▶ _Brief A_
In the rows from the line containing "Exercise. Locate the brick masonry" through the end of the rows, replace "drop a point on" with "place a marker on" and give those lines back with everything else unchanged.

▶ _Excerpted passage_
More than eight decades after it was installed, a memorial to the three 19th-century sibling novelists in London’s Westminster Abbey was amended Thursday to restore the diaereses – the two dots over the e in their surname.

The dots — which indicate that the name is pronounced “brontay” rather than “bront” — were omitted when the stone tablet commemorating Charlotte, Emily and Anne was erected in the abbey’s Poets’ Corner in October 1939, just after the outbreak of World War II.

They were restored after Brontë historian Sharon Wright, editor of the Brontë Society Gazette, raised the issue with Dean of Westminster David Hoyle. The abbey asked its stonemason to tap in the dots and its conservator to paint them.

“There’s no paper record for anyone complaining about this or mentioning this, so I just wanted to put it right, really,” Wright said. “These three Yorkshire women deserve their place here, but they also deserve to have their name spelled correctly.”

It’s believed the writers’ Irish father Patrick changed the spelling of his surname from Brunty or Prunty when he went to university in England.

Raised on the wild Yorkshire moors, all three sisters died before they were 40, leaving enduring novels including Charlotte’s “Jane Eyre,” Emily’s “Wuthering Heights” and Anne’s “The Tenant of Wildfell Hall.”

Rebecca Yorke, director of the Brontë Society, welcomed the restoration.

“As the Brontës and their work are loved and respected all over the world, it’s entirely appropriate that their name is spelled correctly on their memorial,” she said.

▶ _Data section_
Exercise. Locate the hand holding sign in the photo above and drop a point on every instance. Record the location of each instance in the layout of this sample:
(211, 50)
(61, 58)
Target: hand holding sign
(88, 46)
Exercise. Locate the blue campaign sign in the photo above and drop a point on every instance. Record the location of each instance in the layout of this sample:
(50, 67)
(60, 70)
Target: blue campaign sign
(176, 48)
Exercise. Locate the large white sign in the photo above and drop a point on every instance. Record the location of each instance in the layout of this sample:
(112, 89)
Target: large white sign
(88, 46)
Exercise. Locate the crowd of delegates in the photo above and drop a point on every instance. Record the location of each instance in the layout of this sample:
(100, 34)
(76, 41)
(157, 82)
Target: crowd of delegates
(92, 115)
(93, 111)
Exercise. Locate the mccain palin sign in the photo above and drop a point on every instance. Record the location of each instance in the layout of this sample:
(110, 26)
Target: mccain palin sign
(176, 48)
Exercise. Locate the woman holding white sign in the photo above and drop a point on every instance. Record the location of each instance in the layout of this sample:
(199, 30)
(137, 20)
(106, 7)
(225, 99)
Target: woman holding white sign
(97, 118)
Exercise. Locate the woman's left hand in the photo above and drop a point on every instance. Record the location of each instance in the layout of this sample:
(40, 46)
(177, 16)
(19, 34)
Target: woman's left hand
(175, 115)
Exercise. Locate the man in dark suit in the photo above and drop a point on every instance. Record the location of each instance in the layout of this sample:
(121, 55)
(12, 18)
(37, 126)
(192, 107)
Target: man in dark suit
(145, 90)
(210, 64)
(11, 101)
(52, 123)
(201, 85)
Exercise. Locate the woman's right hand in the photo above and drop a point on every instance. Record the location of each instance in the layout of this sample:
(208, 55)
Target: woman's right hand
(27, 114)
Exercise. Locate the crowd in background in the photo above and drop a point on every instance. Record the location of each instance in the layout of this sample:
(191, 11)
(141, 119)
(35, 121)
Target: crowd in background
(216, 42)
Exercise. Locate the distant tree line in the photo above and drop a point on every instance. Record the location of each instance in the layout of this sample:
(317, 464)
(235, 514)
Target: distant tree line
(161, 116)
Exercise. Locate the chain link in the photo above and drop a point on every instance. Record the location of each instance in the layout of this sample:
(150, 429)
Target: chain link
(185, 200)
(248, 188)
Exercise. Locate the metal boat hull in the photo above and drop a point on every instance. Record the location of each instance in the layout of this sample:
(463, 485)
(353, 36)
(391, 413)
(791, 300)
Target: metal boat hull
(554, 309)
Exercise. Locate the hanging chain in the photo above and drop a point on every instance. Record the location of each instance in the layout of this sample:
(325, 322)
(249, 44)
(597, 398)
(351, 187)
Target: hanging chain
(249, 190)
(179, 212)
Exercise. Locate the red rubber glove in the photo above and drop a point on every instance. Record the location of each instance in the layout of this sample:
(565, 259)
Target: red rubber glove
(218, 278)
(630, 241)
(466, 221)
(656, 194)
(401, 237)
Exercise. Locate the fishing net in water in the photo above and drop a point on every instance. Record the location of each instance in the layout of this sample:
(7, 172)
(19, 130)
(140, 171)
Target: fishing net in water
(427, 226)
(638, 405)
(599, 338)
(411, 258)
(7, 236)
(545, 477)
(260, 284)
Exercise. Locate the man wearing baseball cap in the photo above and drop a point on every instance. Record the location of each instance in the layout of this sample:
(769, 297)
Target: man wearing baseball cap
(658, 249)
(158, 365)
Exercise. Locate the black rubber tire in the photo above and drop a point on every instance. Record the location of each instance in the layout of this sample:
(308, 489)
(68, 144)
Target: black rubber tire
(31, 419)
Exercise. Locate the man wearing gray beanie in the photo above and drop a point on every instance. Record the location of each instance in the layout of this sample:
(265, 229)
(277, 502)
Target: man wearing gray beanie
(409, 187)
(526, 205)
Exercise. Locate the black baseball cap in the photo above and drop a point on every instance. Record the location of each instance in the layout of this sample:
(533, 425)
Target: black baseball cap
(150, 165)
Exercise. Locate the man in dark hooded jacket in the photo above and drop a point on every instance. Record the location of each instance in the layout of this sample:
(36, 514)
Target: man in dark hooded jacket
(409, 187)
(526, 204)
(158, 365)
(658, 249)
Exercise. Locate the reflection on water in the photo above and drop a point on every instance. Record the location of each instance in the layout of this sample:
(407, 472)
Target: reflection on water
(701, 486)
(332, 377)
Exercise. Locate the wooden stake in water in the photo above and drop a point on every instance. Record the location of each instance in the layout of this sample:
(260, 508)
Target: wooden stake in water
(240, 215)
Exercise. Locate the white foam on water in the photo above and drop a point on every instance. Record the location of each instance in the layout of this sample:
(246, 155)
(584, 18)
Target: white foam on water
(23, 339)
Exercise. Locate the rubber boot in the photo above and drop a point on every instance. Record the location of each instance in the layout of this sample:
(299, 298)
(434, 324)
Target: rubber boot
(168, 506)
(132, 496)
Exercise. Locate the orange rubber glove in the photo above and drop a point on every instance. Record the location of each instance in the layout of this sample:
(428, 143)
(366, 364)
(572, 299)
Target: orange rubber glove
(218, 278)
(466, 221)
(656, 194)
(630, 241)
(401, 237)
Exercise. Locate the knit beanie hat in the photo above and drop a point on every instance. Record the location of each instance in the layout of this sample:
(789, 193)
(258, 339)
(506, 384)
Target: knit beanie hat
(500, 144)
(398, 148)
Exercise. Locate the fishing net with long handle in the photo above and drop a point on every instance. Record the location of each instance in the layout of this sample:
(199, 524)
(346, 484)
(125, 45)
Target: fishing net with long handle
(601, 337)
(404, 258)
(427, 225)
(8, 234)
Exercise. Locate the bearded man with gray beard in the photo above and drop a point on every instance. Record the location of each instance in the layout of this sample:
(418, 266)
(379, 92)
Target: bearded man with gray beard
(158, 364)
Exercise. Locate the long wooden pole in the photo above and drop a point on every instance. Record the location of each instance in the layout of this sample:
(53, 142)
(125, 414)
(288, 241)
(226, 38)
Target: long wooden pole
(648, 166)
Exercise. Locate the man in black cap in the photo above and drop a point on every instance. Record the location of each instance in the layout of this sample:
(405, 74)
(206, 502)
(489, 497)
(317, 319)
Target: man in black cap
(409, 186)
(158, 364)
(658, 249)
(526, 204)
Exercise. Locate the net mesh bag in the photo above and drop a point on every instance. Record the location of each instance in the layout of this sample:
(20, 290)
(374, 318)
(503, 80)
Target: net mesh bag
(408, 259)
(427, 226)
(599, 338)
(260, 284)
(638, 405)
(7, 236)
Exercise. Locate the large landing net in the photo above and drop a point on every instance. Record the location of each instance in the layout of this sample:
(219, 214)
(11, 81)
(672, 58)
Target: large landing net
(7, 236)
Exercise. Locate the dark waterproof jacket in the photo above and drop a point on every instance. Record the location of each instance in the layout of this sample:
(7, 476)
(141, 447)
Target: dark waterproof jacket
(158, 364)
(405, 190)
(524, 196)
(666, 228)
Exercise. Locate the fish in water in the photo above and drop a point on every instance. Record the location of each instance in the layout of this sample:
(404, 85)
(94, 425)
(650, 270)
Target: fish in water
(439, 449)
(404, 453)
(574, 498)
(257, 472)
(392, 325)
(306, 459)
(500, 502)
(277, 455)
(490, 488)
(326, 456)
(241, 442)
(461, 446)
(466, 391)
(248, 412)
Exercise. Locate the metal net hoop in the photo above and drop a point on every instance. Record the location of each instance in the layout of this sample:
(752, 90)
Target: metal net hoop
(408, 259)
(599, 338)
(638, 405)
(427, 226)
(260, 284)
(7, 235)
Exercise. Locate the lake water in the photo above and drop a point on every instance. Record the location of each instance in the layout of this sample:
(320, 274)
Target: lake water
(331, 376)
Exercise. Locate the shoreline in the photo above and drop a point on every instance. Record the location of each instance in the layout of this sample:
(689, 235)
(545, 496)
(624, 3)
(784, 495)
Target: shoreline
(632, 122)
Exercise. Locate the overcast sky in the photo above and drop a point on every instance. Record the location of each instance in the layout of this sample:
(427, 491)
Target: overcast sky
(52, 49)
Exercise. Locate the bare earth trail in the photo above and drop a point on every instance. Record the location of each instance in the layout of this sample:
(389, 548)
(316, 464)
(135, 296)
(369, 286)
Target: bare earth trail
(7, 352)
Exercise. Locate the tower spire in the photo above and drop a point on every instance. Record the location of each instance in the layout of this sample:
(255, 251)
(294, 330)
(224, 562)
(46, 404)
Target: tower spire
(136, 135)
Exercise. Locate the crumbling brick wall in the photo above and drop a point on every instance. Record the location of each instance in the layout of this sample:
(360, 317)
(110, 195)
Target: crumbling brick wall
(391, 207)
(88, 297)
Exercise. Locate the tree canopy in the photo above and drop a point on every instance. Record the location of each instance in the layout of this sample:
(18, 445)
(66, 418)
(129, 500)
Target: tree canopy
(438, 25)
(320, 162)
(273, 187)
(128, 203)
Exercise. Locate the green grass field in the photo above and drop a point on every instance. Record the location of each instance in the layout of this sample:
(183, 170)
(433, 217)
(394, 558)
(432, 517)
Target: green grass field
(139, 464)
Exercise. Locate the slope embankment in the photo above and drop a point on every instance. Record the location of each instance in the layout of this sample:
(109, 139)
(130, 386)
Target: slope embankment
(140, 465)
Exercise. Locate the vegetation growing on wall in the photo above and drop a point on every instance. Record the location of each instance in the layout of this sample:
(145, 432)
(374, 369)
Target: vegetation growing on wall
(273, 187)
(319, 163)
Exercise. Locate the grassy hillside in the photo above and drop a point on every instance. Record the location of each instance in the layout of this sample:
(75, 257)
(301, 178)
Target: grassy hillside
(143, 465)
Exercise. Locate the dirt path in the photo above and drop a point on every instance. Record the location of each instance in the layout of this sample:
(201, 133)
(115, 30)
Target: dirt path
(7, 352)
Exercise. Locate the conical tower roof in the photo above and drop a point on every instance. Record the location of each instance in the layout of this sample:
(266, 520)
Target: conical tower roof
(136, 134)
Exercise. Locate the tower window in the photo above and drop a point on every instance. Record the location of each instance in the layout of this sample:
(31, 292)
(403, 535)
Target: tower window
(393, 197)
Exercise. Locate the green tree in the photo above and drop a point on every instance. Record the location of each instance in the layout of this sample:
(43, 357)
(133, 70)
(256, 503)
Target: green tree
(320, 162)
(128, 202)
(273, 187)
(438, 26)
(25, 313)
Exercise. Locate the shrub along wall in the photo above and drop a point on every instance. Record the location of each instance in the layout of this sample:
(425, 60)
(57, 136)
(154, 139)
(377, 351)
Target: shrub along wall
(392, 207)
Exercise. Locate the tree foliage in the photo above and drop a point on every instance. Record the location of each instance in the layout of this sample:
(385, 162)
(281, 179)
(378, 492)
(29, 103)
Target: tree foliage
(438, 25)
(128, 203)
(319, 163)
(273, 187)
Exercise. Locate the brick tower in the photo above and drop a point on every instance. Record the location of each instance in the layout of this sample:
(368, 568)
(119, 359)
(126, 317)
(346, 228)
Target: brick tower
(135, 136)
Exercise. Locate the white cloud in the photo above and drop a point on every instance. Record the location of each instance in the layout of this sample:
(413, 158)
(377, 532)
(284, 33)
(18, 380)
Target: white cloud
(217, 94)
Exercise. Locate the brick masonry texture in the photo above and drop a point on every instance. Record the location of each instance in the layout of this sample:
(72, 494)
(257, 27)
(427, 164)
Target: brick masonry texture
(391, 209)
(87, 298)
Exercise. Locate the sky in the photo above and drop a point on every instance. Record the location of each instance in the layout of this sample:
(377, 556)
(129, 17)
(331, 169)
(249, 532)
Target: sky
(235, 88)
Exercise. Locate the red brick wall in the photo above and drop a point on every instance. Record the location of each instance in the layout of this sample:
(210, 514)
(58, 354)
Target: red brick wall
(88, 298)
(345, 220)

▶ _Brief B_
Which novels are named in the article on the Brontë memorial?

▶ _Full response A_
Exercise. Locate the brick masonry texture in the photo above and place a marker on every instance. Record the location of each instance in the layout of this sample:
(72, 494)
(257, 27)
(427, 164)
Target: brick masonry texture
(391, 209)
(87, 298)
Exercise. Locate the sky in the photo above and place a marker on every instance. Record the location of each instance in the layout of this sample:
(377, 556)
(129, 17)
(331, 169)
(249, 532)
Target: sky
(235, 88)
Exercise. Locate the red brick wall in the photo above and place a marker on every instance. Record the location of each instance in the layout of this sample:
(210, 514)
(58, 354)
Target: red brick wall
(88, 298)
(345, 220)

▶ _Full response B_
- "Jane Eyre" (Charlotte)
- "Wuthering Heights" (Emily)
- "The Tenant of Wildfell Hall" (Anne)